◆ Problem statement
Your output should be the entries below, from the first line up to and including the line with "Task: place a pin on each instance of the dog's left", reproduced exactly and with no other lines.

◆ Material to process
=-=-=

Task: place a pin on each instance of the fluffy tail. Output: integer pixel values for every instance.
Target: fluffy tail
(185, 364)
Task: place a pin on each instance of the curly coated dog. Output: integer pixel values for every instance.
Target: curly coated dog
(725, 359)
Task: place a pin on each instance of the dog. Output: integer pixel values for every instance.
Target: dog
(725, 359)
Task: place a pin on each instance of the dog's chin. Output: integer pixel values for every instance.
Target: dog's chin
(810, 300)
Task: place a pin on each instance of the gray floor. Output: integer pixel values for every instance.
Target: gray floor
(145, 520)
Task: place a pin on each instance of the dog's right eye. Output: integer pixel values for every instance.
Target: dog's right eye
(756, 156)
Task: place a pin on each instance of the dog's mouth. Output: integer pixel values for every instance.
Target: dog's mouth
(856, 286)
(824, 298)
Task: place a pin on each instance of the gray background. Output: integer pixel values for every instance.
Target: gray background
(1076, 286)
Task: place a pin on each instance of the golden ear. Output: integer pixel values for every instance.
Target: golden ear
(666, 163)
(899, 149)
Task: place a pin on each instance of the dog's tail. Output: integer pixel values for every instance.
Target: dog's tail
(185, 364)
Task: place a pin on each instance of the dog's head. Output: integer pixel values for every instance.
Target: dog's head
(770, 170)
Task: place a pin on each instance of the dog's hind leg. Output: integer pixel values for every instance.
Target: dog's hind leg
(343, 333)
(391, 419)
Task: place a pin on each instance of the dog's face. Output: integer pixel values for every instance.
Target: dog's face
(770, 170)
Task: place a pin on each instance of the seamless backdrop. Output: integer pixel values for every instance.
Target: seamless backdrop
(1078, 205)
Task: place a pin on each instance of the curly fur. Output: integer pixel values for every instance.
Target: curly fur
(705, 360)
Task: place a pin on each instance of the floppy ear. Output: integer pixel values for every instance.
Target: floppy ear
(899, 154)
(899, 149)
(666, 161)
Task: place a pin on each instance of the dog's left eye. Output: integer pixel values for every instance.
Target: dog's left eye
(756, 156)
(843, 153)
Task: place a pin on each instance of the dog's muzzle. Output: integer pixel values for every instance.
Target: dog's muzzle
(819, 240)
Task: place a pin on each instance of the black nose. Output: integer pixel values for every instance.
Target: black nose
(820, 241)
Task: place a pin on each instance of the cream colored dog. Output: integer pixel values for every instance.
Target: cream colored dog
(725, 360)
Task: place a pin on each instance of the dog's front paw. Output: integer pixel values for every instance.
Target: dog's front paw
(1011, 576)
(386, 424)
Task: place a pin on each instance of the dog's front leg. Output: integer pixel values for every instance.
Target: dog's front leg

=-=-=

◆ Solution to this task
Task: place a pin on each instance of the fluffy tail. Output: integer pixel values for every instance.
Target: fluffy tail
(185, 364)
Task: place a pin on each instance of the curly coated dog. Output: integer pixel values for every instance.
Target: curly coated dog
(725, 359)
Task: place a pin on each instance of the dog. Output: integer pixel values for every instance.
Target: dog
(725, 359)
Task: place a pin on each instance of the dog's chin. Output: integer pixel values for every instance.
Target: dog's chin
(810, 300)
Task: place a pin on each instance of the gray floor. Output: integer pixel values for every instance.
Target: gray floor
(145, 520)
Task: place a pin on each instance of the dog's right eye. Output: integer pixel values for every instance.
Target: dog's right eye
(756, 156)
Task: place a pin on each instance of the dog's mouth. Output: integer pixel values for every instance.
Target: dog's mouth
(856, 286)
(824, 298)
Task: place a pin on each instance of the gray background. Output: integer pixel values for every instance.
Target: gray background
(1076, 286)
Task: place a pin on each instance of the golden ear. Output: integer pixel values for every instance.
Target: golden ear
(666, 163)
(899, 149)
Task: place a pin on each instance of the dog's tail. Output: integer pixel values for every instance.
Target: dog's tail
(185, 364)
Task: place a pin on each instance of the dog's head. Output: integer pixel values for every instance.
Target: dog's head
(770, 170)
Task: place a pin on each instance of the dog's hind leg. Output: integer pixel values for every instance.
Target: dog's hind leg
(343, 333)
(391, 419)
Task: place a pin on each instance of the dog's face. Output: integer pixel values for every instance.
Target: dog's face
(770, 170)
Task: place a pin on each instance of the seamless backdrop. Output: integer pixel values for every instance.
Target: seamless backdrop
(1078, 205)
Task: place a pin on each instance of the curly fur. Output: integer pixel values for every instance.
Target: curly fur
(705, 360)
Task: place a pin on each instance of the floppy ear. Output: integer pixel values for every instance.
Target: floppy ear
(899, 154)
(899, 149)
(666, 161)
Task: place a pin on each instance of the dog's left eye. Output: integer pixel values for every instance.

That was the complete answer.